The task: Repeat each entry in full, exactly.

start Material

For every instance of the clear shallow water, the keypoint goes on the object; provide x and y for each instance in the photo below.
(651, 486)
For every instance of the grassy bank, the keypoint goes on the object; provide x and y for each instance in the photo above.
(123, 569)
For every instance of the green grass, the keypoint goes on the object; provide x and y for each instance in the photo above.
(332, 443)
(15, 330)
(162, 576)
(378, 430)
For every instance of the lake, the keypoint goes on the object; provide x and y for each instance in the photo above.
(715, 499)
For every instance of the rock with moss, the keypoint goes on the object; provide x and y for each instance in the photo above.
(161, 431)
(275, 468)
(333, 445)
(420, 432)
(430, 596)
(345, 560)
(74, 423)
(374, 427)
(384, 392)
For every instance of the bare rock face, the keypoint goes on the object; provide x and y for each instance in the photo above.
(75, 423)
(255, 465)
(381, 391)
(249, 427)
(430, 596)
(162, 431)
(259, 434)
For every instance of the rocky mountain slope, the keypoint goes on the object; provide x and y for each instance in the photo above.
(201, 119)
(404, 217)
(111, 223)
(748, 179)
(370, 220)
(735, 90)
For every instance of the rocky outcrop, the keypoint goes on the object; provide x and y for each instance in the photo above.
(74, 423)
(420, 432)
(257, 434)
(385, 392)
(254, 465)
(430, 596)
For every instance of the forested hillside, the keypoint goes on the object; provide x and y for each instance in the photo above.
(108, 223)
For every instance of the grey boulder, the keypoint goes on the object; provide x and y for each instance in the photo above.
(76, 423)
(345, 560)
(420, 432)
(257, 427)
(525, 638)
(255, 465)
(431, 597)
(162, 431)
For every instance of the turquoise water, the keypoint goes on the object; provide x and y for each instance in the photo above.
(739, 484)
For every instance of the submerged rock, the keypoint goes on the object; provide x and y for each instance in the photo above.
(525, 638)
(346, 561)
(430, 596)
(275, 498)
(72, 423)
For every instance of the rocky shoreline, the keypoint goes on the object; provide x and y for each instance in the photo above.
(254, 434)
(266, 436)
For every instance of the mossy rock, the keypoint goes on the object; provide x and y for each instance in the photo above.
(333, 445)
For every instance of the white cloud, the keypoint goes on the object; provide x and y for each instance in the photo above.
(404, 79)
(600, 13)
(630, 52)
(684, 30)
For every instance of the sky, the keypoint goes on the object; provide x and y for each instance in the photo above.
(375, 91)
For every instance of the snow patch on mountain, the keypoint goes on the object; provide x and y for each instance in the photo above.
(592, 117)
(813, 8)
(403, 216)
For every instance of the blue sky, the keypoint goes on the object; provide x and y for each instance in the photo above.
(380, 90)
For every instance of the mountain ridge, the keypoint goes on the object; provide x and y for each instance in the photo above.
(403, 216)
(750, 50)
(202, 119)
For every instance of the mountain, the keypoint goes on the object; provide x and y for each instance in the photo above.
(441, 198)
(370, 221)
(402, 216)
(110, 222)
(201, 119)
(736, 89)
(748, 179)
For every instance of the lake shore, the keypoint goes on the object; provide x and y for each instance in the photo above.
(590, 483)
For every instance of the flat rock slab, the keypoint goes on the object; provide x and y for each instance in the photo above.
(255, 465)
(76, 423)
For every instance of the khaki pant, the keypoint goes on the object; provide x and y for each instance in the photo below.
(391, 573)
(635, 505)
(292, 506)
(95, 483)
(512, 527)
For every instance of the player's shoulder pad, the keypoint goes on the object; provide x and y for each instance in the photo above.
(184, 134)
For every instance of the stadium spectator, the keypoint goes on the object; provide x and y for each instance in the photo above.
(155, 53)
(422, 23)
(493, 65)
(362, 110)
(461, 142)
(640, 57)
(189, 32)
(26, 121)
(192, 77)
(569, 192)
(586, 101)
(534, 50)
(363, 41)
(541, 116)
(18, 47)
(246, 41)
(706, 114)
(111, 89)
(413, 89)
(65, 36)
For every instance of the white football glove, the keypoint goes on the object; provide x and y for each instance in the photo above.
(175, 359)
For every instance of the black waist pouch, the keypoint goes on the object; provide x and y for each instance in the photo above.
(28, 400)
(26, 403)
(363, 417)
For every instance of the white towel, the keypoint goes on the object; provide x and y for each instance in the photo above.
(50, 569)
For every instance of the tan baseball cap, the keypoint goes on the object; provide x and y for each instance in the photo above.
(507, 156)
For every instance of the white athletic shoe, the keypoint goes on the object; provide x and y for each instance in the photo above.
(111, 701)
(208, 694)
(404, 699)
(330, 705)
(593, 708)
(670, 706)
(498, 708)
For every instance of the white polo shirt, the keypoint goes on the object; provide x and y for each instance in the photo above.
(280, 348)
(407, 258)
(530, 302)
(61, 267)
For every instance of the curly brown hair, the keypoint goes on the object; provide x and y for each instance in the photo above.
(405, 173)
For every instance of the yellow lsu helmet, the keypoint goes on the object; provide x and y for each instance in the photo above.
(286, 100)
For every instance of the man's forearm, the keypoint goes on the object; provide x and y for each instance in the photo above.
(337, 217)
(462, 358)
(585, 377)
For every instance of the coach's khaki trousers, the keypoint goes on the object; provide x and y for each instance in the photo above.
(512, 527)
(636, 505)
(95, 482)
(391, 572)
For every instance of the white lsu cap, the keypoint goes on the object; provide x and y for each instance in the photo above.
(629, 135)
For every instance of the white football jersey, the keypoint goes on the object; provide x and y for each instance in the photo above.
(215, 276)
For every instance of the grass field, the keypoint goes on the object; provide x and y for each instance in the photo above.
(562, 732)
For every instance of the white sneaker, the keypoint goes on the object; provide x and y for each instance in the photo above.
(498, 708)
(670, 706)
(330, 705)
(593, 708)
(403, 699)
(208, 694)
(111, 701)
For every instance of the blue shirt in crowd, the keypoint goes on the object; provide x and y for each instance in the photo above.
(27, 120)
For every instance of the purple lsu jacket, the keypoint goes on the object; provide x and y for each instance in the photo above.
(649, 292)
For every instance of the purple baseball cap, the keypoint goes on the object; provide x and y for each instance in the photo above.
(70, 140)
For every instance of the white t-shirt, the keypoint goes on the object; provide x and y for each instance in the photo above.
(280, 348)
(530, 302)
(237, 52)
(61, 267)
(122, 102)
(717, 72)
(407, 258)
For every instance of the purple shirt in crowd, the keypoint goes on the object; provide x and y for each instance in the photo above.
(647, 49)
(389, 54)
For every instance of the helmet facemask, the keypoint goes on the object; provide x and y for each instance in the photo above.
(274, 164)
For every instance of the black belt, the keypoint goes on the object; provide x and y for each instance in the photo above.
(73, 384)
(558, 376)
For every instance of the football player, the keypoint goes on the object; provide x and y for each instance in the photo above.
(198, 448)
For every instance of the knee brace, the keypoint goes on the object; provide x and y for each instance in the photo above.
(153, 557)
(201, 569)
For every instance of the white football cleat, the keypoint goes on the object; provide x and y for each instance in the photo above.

end Material

Finished answer:
For every instance of the clear shallow water, the keypoint goes on the object; provide x and y for each instance in the photo below.
(651, 486)
For every instance of the grassy bank, the keypoint goes on the object; provide x and y for each instance in the photo above.
(123, 569)
For every instance of the green grass, the keypoint goes on the object; provide x and y for each instance in the photo above.
(332, 443)
(15, 330)
(162, 576)
(378, 430)
For every instance of the lake, the keypoint goes on the object; provide x and y for each instance in the photo above.
(715, 499)
For every instance of the rock with moss, the keypoint goes on the object; provide x and y for each instance in the photo above.
(161, 431)
(275, 468)
(333, 445)
(420, 432)
(430, 596)
(345, 560)
(74, 423)
(374, 427)
(384, 392)
For every instance of the bare rock face, the keypoint goes on the object; provide x and y for each instance in the photo above.
(75, 423)
(255, 465)
(381, 391)
(249, 427)
(430, 596)
(162, 431)
(259, 434)
For every instance of the rocky mountain slope, the keypoint goes on the object; provide x and y for each instance in the photo above.
(201, 119)
(404, 217)
(111, 223)
(748, 179)
(370, 220)
(735, 90)
For every instance of the rocky outcrop, the keypoint goes on the object; provide x and y for each instance in the photo above.
(74, 423)
(420, 432)
(257, 434)
(385, 392)
(254, 465)
(430, 596)
For every instance of the forested hillside, the keypoint goes on the object; provide x and y for each instance in the photo above.
(108, 223)
For every instance of the grey boulder, the keypoint goes on the object; provide x and y for each instance in the photo above.
(76, 423)
(345, 560)
(420, 432)
(257, 427)
(525, 638)
(255, 465)
(431, 597)
(162, 431)
For every instance of the turquoise water, the keypoint goes on the object; provide x and y for each instance in the photo above.
(739, 484)
For every instance of the submerged rock, the keypoint goes on the object; provide x and y for each instance in the photo above.
(525, 638)
(346, 561)
(430, 596)
(275, 498)
(72, 423)
For every instance of the rocky shoreline, the keypoint goes on the object; provide x and y for each instance in the photo above.
(254, 434)
(266, 436)
For every instance of the mossy rock, the keypoint goes on the object; provide x and y for each instance in the photo above.
(333, 445)
For every instance of the white cloud, the keypoint goes on the object; provide x and y for each instance in the photo above.
(404, 79)
(600, 13)
(630, 52)
(684, 30)
For every instance of the sky, the keypoint goes on the object; provide x and y for each instance in the photo above.
(375, 91)
For every instance of the snow patch on mountain, the keypoint goes on the object; provide x and y for each instance in the photo above.
(592, 117)
(813, 8)
(403, 216)
For every instance of the blue sky, the keypoint goes on the object; provide x and y for each instance in the photo above.
(380, 90)
For every instance of the mountain ridge, the keypoint goes on the object; provide x and y for each instance in the photo above.
(403, 216)
(750, 50)
(202, 119)
For every instance of the mountain, the keypoint goes on the object; provide x and y for each instance in the photo above.
(441, 198)
(370, 221)
(402, 216)
(110, 222)
(201, 119)
(736, 89)
(748, 179)
For every instance of the lake shore, the keypoint goes on the object; provide x and y for each instance in the photo above.
(590, 483)
For every instance of the flat rock slab, the keypoint goes on the object; provide x and y for each instance in the photo above.
(255, 465)
(76, 423)
For every instance of the khaki pant, the keypoint goes on the object; provide x and y for each instance in the photo below.
(391, 573)
(635, 505)
(292, 506)
(95, 483)
(512, 527)
For every instance of the player's shoulder pad, the keypoint goes on the object; provide x and y for each instance in the photo above.
(184, 134)
For every instance of the stadium spectator, the keypoint goes on the object; provide x and y for each instance in the photo above.
(155, 53)
(422, 23)
(493, 65)
(362, 110)
(461, 142)
(640, 57)
(189, 32)
(26, 121)
(192, 77)
(569, 192)
(586, 101)
(534, 50)
(363, 41)
(541, 116)
(18, 47)
(246, 41)
(706, 114)
(111, 89)
(413, 89)
(65, 36)
For every instance of the white football glove, the keypoint goes on the object; provide x and y for each instance in the photo above.
(175, 359)
For every instance of the black waist pouch, the keypoint goes on the object; provide x and y for each instance in the photo above.
(28, 400)
(26, 403)
(363, 417)
For every instance of the white towel, the keypoint goes on the object; provide x and y for each instance in the photo above.
(50, 569)
For every instance of the tan baseball cap, the keypoint goes on the object; provide x and y for each instance in the photo above.
(507, 156)
For every instance of the white athletic shoe, the keypoint goes on the object; provide x and y for each instance in the photo above.
(111, 701)
(208, 694)
(404, 699)
(330, 705)
(593, 708)
(670, 706)
(498, 708)
For every instance of the white polo shirt, the keypoint goes on the object; provide x and y for each instance in the photo above.
(280, 348)
(407, 258)
(530, 302)
(61, 267)
For every instance of the curly brown hair, the keypoint goes on the object; provide x and y for each instance in the photo above.
(405, 173)
For every instance of the yellow lsu helmet, the keypoint goes on the object; provide x and y for each instance in the photo above.
(286, 100)
For every instance of the man's forearm, the keypoint goes on the object; provide x and y for each instance in the photo above.
(337, 217)
(462, 358)
(585, 377)
For every instance of the coach's khaki trousers, the keypoint goes on the object; provide x and y for each instance in the photo above.
(512, 527)
(636, 505)
(95, 482)
(391, 572)
For every instance of the white lsu cap, the keypoint goes on the object; provide x and y for each instance in the photo above.
(629, 135)
For every instance of the white football jersey, the keypoint goes on the object; provide x and y for each instance in the photo above.
(215, 276)
For every instance of the grass field, the keypoint goes on the object; provide x and y for each instance in the photo above.
(562, 732)
For every instance of the white sneaker, the keypoint goes on the object; provide x and y for each instance in the photo above.
(498, 708)
(670, 706)
(330, 705)
(593, 708)
(403, 699)
(208, 694)
(111, 701)
For every instance of the blue shirt in crowd, the keypoint goes on the object; provide x and y for each instance in the photo above.
(27, 120)
For every instance of the purple lsu jacket, the keypoint goes on the object; provide x and y for each instance in the photo above.
(649, 292)
For every instance of the purple baseball cap, the keypoint goes on the object; provide x and y for each instance in the photo above.
(70, 140)
For every instance of the white t-shirt, the keypoint goes on the object; provide x and y for each instance in the photo above.
(280, 348)
(530, 302)
(237, 52)
(61, 267)
(122, 102)
(717, 72)
(407, 258)
For every instance of the purple shirt in crowd, the keypoint goes on the object; provide x and y for each instance in the photo above.
(647, 49)
(389, 54)
For every instance of the helmet facemask, the keypoint goes on the object; provide x and y for each instance in the photo above.
(274, 164)
For every instance of the black belt, the keypoint goes on the object; provide x and y for each instance in the photo above.
(73, 384)
(558, 376)
For every instance of the football player, the keypoint goes on the object; provide x and y for each instance in the photo above.
(198, 448)
For every instance of the knee brace, the keypoint goes on the object; provide x and y for each instance in the photo above.
(153, 557)
(201, 569)
For every instance of the white football cleat, the keypoint goes on the object; provide x and y for each instance in the photo above.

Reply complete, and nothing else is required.